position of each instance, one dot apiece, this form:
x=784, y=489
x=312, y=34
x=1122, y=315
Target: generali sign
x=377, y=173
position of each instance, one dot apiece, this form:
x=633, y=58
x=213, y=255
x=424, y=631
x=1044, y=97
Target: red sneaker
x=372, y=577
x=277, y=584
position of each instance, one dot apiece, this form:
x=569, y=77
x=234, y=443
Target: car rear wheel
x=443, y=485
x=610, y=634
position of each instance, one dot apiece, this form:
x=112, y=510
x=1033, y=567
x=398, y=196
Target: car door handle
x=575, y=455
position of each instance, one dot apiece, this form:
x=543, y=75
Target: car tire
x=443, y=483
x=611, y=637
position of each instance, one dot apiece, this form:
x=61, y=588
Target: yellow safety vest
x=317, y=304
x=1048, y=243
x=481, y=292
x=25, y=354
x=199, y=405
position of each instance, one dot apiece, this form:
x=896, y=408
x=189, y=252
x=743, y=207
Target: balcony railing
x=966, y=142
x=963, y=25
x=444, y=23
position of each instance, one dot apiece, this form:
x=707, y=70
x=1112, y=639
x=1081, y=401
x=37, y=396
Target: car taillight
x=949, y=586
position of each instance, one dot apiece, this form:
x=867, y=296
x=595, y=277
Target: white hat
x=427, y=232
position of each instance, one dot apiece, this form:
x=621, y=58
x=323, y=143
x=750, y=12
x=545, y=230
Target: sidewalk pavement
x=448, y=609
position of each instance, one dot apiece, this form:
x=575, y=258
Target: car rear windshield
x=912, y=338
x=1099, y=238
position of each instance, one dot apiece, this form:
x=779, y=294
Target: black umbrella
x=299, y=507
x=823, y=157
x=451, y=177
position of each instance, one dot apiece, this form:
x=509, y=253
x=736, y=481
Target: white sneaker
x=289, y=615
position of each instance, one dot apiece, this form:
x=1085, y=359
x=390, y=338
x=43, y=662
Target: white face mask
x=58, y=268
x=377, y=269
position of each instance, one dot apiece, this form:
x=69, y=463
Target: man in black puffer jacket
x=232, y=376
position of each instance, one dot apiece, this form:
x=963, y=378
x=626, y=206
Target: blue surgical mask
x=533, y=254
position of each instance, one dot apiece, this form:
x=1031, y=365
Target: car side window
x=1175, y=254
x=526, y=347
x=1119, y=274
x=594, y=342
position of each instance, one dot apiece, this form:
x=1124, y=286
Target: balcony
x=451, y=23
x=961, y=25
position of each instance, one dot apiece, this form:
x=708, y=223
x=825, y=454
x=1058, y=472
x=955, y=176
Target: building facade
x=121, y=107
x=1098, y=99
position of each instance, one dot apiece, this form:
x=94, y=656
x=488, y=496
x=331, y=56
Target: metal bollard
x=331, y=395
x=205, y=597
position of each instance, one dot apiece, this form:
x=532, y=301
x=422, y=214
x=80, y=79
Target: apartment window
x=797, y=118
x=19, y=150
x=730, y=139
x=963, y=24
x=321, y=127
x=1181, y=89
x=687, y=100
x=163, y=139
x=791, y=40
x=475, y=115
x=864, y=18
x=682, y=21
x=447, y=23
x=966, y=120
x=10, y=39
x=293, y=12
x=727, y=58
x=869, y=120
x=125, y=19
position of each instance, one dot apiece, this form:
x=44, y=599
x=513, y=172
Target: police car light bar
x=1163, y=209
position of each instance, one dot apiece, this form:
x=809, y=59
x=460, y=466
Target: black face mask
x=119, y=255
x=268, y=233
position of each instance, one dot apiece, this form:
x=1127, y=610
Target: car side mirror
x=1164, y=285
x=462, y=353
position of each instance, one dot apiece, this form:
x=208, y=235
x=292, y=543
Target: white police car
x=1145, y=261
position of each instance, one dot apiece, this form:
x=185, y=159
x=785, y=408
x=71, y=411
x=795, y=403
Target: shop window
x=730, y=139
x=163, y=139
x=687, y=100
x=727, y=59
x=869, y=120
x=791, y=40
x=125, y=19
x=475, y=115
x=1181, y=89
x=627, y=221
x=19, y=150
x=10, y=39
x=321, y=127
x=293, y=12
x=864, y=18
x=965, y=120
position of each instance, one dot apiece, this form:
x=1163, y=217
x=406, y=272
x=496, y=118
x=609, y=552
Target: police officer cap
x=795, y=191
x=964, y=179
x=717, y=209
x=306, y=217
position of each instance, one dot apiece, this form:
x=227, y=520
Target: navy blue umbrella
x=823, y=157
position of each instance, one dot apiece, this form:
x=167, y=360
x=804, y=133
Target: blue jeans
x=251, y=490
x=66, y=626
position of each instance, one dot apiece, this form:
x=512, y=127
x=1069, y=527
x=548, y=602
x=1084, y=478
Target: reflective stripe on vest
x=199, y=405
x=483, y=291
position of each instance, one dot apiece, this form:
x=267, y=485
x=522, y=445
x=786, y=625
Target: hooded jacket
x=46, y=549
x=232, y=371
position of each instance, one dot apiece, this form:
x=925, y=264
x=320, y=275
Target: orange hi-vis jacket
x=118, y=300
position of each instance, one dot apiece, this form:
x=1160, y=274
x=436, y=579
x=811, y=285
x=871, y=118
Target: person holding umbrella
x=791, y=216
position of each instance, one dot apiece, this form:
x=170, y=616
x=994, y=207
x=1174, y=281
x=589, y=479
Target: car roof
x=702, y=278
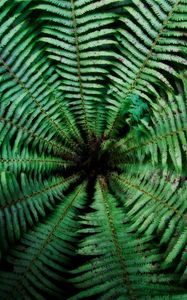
········
• [Exercise description] Convert every line of the material above into a JSON list of strings, one string per line, with blank lines omitted and the pictures left out.

• [Solution for this problem]
[
  "position of each instance, one dot apiece, this form:",
  "x=784, y=489",
  "x=312, y=34",
  "x=1122, y=315",
  "Target: generali sign",
  "x=377, y=173",
  "position of each instance, one dot apiece, this form:",
  "x=633, y=58",
  "x=213, y=255",
  "x=424, y=631",
  "x=1044, y=97",
  "Target: red sneaker",
  "x=372, y=577",
  "x=277, y=584",
  "position of each instance, one dot apiece, this form:",
  "x=569, y=77",
  "x=234, y=443",
  "Target: car rear wheel",
  "x=443, y=485",
  "x=610, y=634",
  "position of each instance, one dot apiece, this form:",
  "x=112, y=510",
  "x=1033, y=567",
  "x=398, y=196",
  "Target: car door handle",
  "x=575, y=455",
  "position of each instance, one dot apiece, this form:",
  "x=543, y=75",
  "Target: car tire",
  "x=443, y=483",
  "x=611, y=637",
  "position of each instance, one dot apiece, this form:",
  "x=61, y=588",
  "Target: yellow safety vest",
  "x=317, y=304",
  "x=1048, y=243",
  "x=481, y=292",
  "x=25, y=354",
  "x=199, y=405",
  "position of each instance, one dot apiece, this form:",
  "x=896, y=408",
  "x=189, y=252",
  "x=743, y=207",
  "Target: balcony railing",
  "x=966, y=142",
  "x=963, y=25",
  "x=444, y=23",
  "position of each instance, one dot apiece, this form:",
  "x=707, y=70",
  "x=1112, y=639",
  "x=1081, y=401",
  "x=37, y=396",
  "Target: car taillight",
  "x=949, y=586",
  "position of each instance, one dot apiece, this form:",
  "x=867, y=296",
  "x=595, y=277",
  "Target: white hat",
  "x=427, y=232",
  "position of each instance, one dot apiece, this form:",
  "x=621, y=58",
  "x=323, y=143",
  "x=750, y=12",
  "x=545, y=230",
  "Target: sidewalk pavement",
  "x=448, y=609",
  "position of each instance, one dot apiece, this form:",
  "x=575, y=258",
  "Target: car rear windshield",
  "x=912, y=338",
  "x=1099, y=238",
  "position of each instance, one dot apiece, this form:",
  "x=779, y=294",
  "Target: black umbrella",
  "x=299, y=507",
  "x=823, y=157",
  "x=451, y=177",
  "position of each instance, one dot apiece, this form:",
  "x=509, y=253",
  "x=736, y=481",
  "Target: white sneaker",
  "x=289, y=615",
  "position of each instance, one dot apiece, this form:",
  "x=1085, y=359",
  "x=390, y=338",
  "x=43, y=662",
  "Target: white face mask",
  "x=58, y=268",
  "x=377, y=269",
  "position of each instance, one dot apiece, this form:",
  "x=69, y=463",
  "Target: man in black puffer jacket",
  "x=232, y=376",
  "position of each instance, one dot apiece, this form:",
  "x=963, y=378",
  "x=626, y=206",
  "Target: blue surgical mask",
  "x=533, y=254",
  "position of each instance, one dot apiece, this form:",
  "x=1031, y=365",
  "Target: car side window",
  "x=1175, y=254",
  "x=526, y=347",
  "x=1119, y=274",
  "x=594, y=342",
  "position of each instance, one dot apiece, this form:",
  "x=1124, y=286",
  "Target: balcony",
  "x=451, y=23",
  "x=961, y=25",
  "position of each instance, one dot apiece, this form:",
  "x=708, y=223",
  "x=825, y=454",
  "x=1058, y=472",
  "x=955, y=176",
  "Target: building facade",
  "x=121, y=107",
  "x=1098, y=99",
  "position of each instance, one dot apiece, this form:",
  "x=94, y=656",
  "x=488, y=496",
  "x=331, y=56",
  "Target: metal bollard",
  "x=331, y=395",
  "x=205, y=597",
  "position of each instance, one dot apiece, this form:",
  "x=532, y=301",
  "x=422, y=214",
  "x=80, y=79",
  "Target: apartment window",
  "x=797, y=118",
  "x=19, y=150",
  "x=730, y=139",
  "x=963, y=24",
  "x=321, y=127",
  "x=1181, y=89",
  "x=687, y=100",
  "x=163, y=139",
  "x=791, y=40",
  "x=475, y=115",
  "x=864, y=18",
  "x=682, y=21",
  "x=447, y=23",
  "x=966, y=120",
  "x=10, y=39",
  "x=293, y=12",
  "x=727, y=58",
  "x=869, y=120",
  "x=125, y=19",
  "position of each instance, one dot apiece, this form:",
  "x=44, y=599",
  "x=513, y=172",
  "Target: police car light bar",
  "x=1163, y=209",
  "position of each instance, one dot apiece, this form:",
  "x=809, y=59",
  "x=460, y=466",
  "Target: black face mask",
  "x=119, y=255",
  "x=268, y=233",
  "position of each instance, one dot apiece, this form:",
  "x=1127, y=610",
  "Target: car side mirror",
  "x=1164, y=285",
  "x=462, y=353",
  "position of each instance, one dot apiece, this form:",
  "x=208, y=235",
  "x=292, y=543",
  "Target: white police car",
  "x=1145, y=261",
  "position of each instance, one dot apiece, this form:",
  "x=185, y=159",
  "x=785, y=408",
  "x=71, y=411",
  "x=795, y=403",
  "Target: shop window",
  "x=730, y=139",
  "x=163, y=139",
  "x=687, y=100",
  "x=727, y=59",
  "x=869, y=120",
  "x=791, y=40",
  "x=125, y=19",
  "x=475, y=115",
  "x=1181, y=89",
  "x=627, y=221",
  "x=19, y=150",
  "x=10, y=39",
  "x=321, y=127",
  "x=293, y=12",
  "x=864, y=18",
  "x=965, y=120",
  "position of each instance, one dot apiece, this form:",
  "x=1163, y=217",
  "x=406, y=272",
  "x=496, y=118",
  "x=609, y=552",
  "Target: police officer cap",
  "x=795, y=191",
  "x=964, y=179",
  "x=717, y=209",
  "x=306, y=217",
  "position of each instance, one dot apiece, this form:",
  "x=227, y=520",
  "Target: navy blue umbrella",
  "x=823, y=157",
  "position of each instance, one dot apiece, this form:",
  "x=167, y=360",
  "x=804, y=133",
  "Target: blue jeans",
  "x=251, y=490",
  "x=66, y=626",
  "position of each instance, one dot apiece, this form:",
  "x=512, y=127",
  "x=1069, y=527",
  "x=548, y=602",
  "x=1084, y=478",
  "Target: reflective stripe on vest",
  "x=199, y=405",
  "x=483, y=291",
  "position of each instance, one dot apiece, this form:",
  "x=267, y=485",
  "x=522, y=445",
  "x=786, y=625",
  "Target: hooded jacket",
  "x=46, y=549",
  "x=232, y=371",
  "position of each instance, one dot apiece, this form:",
  "x=925, y=264",
  "x=320, y=275",
  "Target: orange hi-vis jacket",
  "x=118, y=300",
  "position of each instance, one dot apiece, this form:",
  "x=1160, y=274",
  "x=436, y=579",
  "x=811, y=285",
  "x=871, y=118",
  "Target: person holding umbrella",
  "x=791, y=216",
  "position of each instance, one dot apiece, this form:",
  "x=170, y=616",
  "x=994, y=207",
  "x=1174, y=281",
  "x=589, y=479",
  "Target: car roof",
  "x=702, y=278"
]